**Instructions to follow**
Copy out each of the records below with "evenodd" changed to "nonzero" and nothing else altered, leaving the pictures out.

**Supplied data**
>> begin
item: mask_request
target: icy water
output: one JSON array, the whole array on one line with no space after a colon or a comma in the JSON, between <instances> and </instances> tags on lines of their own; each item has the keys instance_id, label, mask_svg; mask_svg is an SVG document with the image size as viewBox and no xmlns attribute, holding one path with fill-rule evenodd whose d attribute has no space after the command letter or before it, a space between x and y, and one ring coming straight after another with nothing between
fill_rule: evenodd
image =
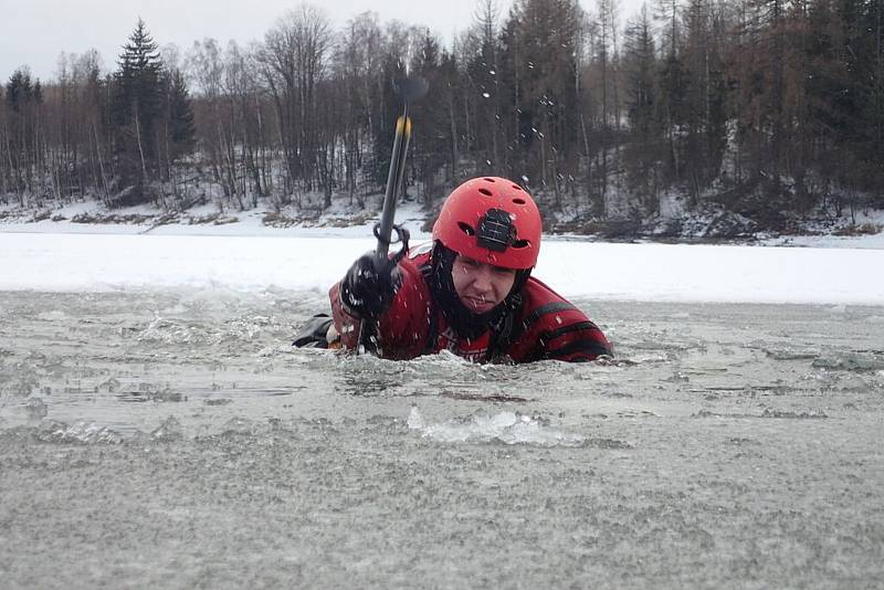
>> end
**Result for this task**
item: mask_request
target: icy water
output: one JSON array, the whole array on one line with no space after a colon or a comma in the JSON, between <instances> and </instances> tags on lines of their own; each item has the keys instance_id, label, mask_svg; mask_svg is an SVG document with the image size as viewBox and no xmlns attribute, holding one path with fill-rule nonzero whose d attribute has no space after the command letter or before it, a space between x and y, and one ring coming straight after another with nothing between
fill_rule: nonzero
image =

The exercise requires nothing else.